## Uit te voeren taak
Bewerk het fragment over ATMP's door het deel dat begint met de woorden "Versnipperde bevoegdheden en" en eindigt met "zelfs te belemmeren." opnieuw weer te geven, met "belanghebbenden" in plaats van "stakeholders".

## Aangeleverd fragment
┏━━

In sommige ATMP’s wil de industrie niet investeren, wegens commercieel niet interessant. Als een bedrijf een ATMP wel de moeite waard vindt, haalt ze het later soms toch nog van de markt, meestal om dezelfde reden. Dit is gebeurd bij 7 van de 27 ATMP’s met een EU-marktvergunning. In België is minder dan de helft van de in de EU vergunde ATMP’s beschikbaar, en ze worden allen terugbetaald via een vertrouwelijke overeenkomst (de prijs die het bedrijf met het RIZIV is overeengekomen, is dus niet publiek gekend).
Steeds meer gevallen van academische ontwikkeling
Het KCE ging na hoe de academische instellingen een grotere rol kunnen spelen in de ontwikkeling en het beschikbaar stellen van ATMP’s aan patiënten, via klinische studies, een ziekenhuis bereiding (ziekenhuisvrijstelling), of via een eventuele commercialisatie. Inspiratie hiervoor kan gevonden worden in Nederland en Spanje, waar academische teams een product ontwikkelden en het op de markt aan het brengen zijn. Onlangs besloot een grote stichting in Italië om een ATMP, dat door de industrie was opgegeven, opnieuw op de markt te brengen.
Beperkt aantal academische klinische studies in België
Er lopen vele klinische studies met ATMP’s in België, maar slechts een klein aantal wordt door de academische instellingen zelf georganiseerd. De meerderheid van de financiële steun hiervoor komt van de EU, de deelstaten of van non-profit organisaties (zoals Kom op tegen Kanker of de Stichting tegen Kanker).
Met een ziekenhuisvrijstelling kan een ontwikkelaar zijn ATMP aanbieden aan individuele patiënten in een ziekenhuis, onder strikte voorwaarden, zonder dat de moeilijke procedure van een EU-marktvergunning moet worden doorlopen. Sinds de invoering van deze mogelijkheid (2017) is er in België hiervoor echter weinig interesse: het FAGG (Federaal Agentschap voor Geneesmiddelen en Gezondheidsproducten) heeft er slechts één toegekend, en dat was aan een commerciële spin-off. De universiteiten en het FAGG blijken de voorwaarden voor ziekenhuisvrijstelling verschillend te interpreteren, waarbij de academici geloven dat het bijna onmogelijk is om aan de voorwaarden te voldoen.
Versnipperde bevoegdheden en financiering
Het KCE bestudeerde de wetenschappelijke literatuur en de buitenlandse voorbeelden, en bevroeg Belgische stakeholders. Een aantal pijnpunten blijken de toename van universitaire ATMP’s te vertragen of zelfs te belemmeren.
De benodigde expertise blijkt erg versnipperd te zijn, net als de bevoegdheden en de motivatie voor financiering. Zo beoogt de huidige overheidsfinanciering via de deelstaten vooral een positieve impact op economie, tewerkstelling en onderzoek, en houdt ze niet structureel rekening met de behoeften inzake volksgezondheid.

┗━━

## Gegevensdeel
┏━━

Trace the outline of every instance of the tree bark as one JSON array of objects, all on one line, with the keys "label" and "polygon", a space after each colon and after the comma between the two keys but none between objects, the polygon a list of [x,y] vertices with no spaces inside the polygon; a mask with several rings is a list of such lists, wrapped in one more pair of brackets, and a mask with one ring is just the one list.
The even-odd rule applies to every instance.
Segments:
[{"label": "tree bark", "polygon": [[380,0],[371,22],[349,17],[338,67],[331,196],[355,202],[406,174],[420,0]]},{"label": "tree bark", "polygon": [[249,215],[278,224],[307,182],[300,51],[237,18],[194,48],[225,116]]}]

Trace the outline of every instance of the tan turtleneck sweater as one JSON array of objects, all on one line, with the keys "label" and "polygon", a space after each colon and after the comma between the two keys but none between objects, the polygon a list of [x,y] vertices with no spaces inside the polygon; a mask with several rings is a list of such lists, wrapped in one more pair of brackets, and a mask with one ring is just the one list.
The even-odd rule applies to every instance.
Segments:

┗━━

## Antwoord
Versnipperde bevoegdheden en financiering
Het KCE bestudeerde de wetenschappelijke literatuur en de buitenlandse voorbeelden, en bevroeg Belgische belanghebbenden. Een aantal pijnpunten blijken de toename van universitaire ATMP’s te vertragen of zelfs te belemmeren.